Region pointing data
+ + + + +
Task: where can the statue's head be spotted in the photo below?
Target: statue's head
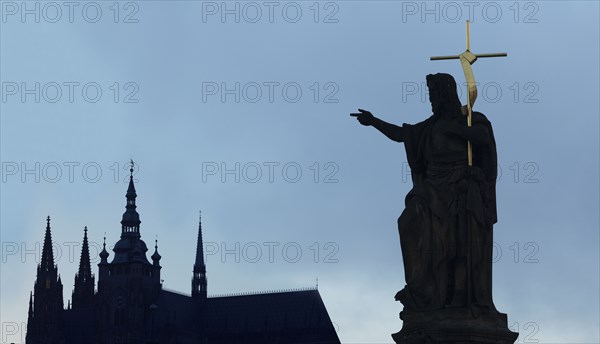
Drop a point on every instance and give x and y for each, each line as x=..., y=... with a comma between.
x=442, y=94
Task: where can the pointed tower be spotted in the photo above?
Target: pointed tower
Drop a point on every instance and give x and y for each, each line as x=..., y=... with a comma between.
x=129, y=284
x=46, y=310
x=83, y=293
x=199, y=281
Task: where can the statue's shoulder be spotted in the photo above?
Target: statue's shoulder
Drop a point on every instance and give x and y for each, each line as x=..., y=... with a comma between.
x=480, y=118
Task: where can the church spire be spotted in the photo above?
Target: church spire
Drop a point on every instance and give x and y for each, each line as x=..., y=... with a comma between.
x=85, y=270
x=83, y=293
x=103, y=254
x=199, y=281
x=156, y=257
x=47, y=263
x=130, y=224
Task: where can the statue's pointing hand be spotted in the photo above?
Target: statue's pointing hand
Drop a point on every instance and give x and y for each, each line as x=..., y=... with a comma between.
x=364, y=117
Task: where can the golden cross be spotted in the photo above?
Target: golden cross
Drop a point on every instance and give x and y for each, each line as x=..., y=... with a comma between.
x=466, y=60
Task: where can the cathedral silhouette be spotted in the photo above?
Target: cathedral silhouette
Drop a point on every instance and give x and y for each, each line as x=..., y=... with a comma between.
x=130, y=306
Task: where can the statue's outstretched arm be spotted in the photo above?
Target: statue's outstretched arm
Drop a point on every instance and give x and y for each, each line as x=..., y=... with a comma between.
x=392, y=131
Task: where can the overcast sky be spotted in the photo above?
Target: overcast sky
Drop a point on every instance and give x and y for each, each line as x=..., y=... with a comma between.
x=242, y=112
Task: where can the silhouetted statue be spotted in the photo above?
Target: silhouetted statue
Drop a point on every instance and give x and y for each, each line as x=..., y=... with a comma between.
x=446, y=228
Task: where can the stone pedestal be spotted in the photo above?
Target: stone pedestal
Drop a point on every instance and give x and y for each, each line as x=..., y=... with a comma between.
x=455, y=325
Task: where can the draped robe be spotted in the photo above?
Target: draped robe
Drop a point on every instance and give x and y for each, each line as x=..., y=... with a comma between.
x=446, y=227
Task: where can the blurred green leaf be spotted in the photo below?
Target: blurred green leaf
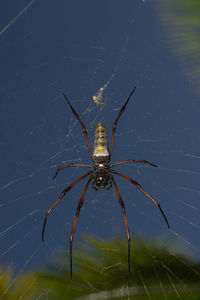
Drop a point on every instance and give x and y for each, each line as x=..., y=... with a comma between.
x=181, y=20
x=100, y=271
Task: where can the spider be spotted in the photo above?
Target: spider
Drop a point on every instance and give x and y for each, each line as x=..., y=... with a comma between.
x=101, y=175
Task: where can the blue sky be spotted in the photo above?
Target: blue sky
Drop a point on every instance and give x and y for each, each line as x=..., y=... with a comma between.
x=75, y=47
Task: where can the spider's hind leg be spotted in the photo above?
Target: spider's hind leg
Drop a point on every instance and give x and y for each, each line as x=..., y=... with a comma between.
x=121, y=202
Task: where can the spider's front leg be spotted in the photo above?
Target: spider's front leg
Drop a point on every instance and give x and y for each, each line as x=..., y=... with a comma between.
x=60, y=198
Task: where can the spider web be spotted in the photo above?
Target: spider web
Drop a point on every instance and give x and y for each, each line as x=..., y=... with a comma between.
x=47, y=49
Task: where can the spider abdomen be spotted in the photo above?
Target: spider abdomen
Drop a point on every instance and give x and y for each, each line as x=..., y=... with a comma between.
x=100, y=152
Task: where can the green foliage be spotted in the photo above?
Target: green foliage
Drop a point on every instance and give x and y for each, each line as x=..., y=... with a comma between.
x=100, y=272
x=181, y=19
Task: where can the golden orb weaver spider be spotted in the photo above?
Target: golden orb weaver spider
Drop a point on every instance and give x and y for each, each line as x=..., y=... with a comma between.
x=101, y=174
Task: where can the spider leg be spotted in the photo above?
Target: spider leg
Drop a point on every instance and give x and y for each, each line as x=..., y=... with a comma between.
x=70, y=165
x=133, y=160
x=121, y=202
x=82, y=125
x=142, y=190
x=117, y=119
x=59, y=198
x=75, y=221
+ + + + +
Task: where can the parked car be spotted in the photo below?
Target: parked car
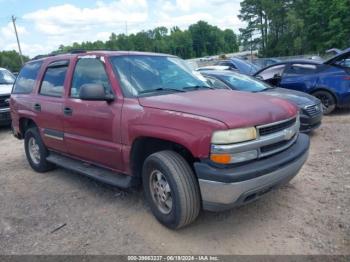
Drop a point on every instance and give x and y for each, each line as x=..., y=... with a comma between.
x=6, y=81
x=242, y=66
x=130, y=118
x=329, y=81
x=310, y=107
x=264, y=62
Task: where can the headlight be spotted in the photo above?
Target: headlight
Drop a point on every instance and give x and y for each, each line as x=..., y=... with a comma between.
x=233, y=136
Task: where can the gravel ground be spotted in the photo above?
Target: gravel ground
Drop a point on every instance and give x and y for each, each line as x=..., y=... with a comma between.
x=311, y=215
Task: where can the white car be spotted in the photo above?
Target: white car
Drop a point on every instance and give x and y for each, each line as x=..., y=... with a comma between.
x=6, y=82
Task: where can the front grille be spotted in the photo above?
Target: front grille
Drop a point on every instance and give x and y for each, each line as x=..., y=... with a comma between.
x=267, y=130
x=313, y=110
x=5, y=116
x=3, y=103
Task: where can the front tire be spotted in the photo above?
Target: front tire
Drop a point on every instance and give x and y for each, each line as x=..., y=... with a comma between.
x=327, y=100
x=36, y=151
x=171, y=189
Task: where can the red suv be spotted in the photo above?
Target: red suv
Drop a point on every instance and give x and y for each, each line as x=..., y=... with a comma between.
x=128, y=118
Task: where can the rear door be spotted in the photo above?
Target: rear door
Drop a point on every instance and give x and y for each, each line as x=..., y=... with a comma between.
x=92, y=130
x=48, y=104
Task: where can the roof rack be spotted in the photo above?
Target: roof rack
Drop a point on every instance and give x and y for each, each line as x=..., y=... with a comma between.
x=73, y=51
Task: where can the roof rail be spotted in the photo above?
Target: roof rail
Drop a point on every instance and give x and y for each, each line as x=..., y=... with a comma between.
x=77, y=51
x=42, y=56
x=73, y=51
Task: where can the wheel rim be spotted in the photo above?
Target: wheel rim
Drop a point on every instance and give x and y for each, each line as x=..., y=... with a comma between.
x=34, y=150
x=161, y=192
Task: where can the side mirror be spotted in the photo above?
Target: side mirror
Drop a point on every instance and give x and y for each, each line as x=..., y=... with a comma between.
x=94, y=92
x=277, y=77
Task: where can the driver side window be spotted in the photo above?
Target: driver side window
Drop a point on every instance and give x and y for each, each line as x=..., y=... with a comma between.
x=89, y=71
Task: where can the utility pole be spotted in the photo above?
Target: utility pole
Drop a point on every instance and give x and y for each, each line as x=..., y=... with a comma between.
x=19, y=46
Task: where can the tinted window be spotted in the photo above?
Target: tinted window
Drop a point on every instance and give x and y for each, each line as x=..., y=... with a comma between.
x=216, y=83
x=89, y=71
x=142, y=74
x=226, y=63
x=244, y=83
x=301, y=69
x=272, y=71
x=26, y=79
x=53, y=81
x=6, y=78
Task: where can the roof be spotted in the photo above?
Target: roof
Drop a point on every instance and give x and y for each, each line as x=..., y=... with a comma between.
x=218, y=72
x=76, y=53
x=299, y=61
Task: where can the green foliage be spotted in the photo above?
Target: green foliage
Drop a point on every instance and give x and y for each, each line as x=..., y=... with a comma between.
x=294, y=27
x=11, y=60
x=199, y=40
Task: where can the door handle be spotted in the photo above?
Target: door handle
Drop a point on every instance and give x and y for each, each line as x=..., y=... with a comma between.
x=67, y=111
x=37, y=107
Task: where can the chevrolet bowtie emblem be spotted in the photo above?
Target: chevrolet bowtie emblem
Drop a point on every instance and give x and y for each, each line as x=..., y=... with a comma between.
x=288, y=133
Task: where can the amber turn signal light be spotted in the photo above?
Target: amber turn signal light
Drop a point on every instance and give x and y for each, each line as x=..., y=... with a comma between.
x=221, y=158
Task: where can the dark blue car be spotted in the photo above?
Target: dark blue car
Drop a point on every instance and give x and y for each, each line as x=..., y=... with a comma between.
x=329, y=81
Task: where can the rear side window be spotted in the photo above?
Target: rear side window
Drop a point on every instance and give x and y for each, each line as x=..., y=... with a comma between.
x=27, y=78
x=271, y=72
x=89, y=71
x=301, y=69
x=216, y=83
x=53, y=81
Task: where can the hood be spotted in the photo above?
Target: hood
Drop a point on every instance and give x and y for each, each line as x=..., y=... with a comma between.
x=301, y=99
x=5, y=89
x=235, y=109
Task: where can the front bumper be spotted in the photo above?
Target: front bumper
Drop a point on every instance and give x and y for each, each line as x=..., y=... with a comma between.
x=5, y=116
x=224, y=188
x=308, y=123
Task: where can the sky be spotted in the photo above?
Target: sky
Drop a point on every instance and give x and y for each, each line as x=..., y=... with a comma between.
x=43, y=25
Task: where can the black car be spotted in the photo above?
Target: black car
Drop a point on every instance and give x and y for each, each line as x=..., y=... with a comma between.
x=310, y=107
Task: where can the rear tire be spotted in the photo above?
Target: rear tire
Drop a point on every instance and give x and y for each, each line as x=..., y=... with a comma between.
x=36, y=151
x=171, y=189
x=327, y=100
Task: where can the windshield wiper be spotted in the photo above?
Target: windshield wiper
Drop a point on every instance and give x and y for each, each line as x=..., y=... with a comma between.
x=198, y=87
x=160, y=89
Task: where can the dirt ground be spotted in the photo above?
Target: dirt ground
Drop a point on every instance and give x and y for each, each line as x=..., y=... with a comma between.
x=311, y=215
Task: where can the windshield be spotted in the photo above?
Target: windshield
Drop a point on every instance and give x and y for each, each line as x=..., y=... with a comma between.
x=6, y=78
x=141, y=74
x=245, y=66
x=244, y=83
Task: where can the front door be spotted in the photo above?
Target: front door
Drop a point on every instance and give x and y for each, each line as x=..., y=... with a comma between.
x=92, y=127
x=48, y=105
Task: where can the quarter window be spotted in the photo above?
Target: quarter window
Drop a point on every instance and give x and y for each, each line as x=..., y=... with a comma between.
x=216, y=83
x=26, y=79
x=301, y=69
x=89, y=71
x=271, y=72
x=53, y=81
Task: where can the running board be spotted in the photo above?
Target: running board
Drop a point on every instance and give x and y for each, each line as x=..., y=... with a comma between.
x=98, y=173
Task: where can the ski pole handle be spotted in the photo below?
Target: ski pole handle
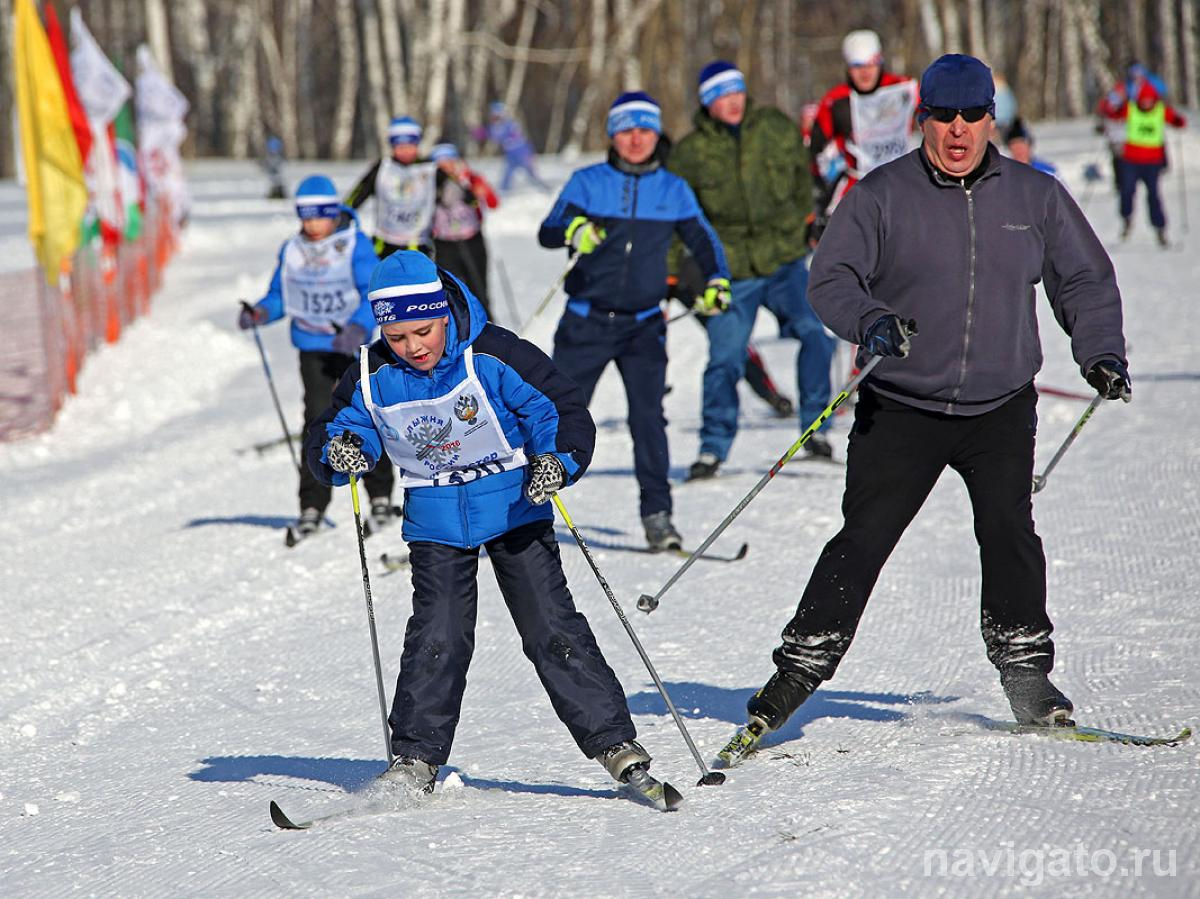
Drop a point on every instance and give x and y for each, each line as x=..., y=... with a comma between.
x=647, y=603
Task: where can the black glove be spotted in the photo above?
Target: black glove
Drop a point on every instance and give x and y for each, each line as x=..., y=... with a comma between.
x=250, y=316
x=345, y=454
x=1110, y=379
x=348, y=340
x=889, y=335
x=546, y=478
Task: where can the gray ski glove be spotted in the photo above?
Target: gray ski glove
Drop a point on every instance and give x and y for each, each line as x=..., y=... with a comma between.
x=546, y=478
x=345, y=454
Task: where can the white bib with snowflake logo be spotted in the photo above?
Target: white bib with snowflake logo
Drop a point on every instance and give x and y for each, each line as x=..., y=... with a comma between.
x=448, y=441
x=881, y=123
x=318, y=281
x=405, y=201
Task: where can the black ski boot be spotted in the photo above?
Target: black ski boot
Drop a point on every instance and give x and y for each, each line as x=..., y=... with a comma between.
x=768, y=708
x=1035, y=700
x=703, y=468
+ + + + +
Task goal: In the entries above, find the line holding "Task: where can the pointed" and the line holding "Target: overcast sky", then retype exactly those two lines and every line between them, and nothing else.

Answer area:
Task: where can the pointed tower be spotted in the photo above?
Target: pointed tower
Drop a point on every instance and give x and y for each, each line as x=..., y=... with a comma between.
x=129, y=284
x=46, y=310
x=83, y=293
x=199, y=281
Task: where can the statue's shoulder be spotted in the photo above?
Target: statue's shoulder
Drop a point on every instance and give x and y for each, each line as x=..., y=... with a comma between.
x=480, y=118
Task: where can the church spire be spotted in the photo above?
Target: church spire
Drop a point on every instance and give x and y for each, each line as x=..., y=... with a comma between.
x=85, y=270
x=83, y=293
x=103, y=254
x=199, y=281
x=156, y=257
x=47, y=263
x=130, y=224
Task: where can the statue's pointing hand be spotted in the photo above?
Target: statue's pointing hand
Drop a point on every instance and give x and y for each, each line as x=..., y=... with a comma between.
x=364, y=117
Task: where can the golden cross be spotted in the photo above?
Target: golden cross
Drop a point on every instance and give x and y for each, each line as x=..., y=... with a comma between.
x=466, y=60
Task: where can the cathedral silhouette be spotted in the photo above?
Target: cathedral silhouette
Drop a point on every instance and give x and y for each, each line as x=..., y=... with a comma between.
x=130, y=306
Task: where can the statue's outstretched arm be spotted in the photo above?
Target: statue's outstretched arm
Drop a point on every instance and give x and y for each, each line as x=..., y=... with a comma between.
x=392, y=131
Task: where can the overcast sky be spotted in the photo above?
Target: overcast sky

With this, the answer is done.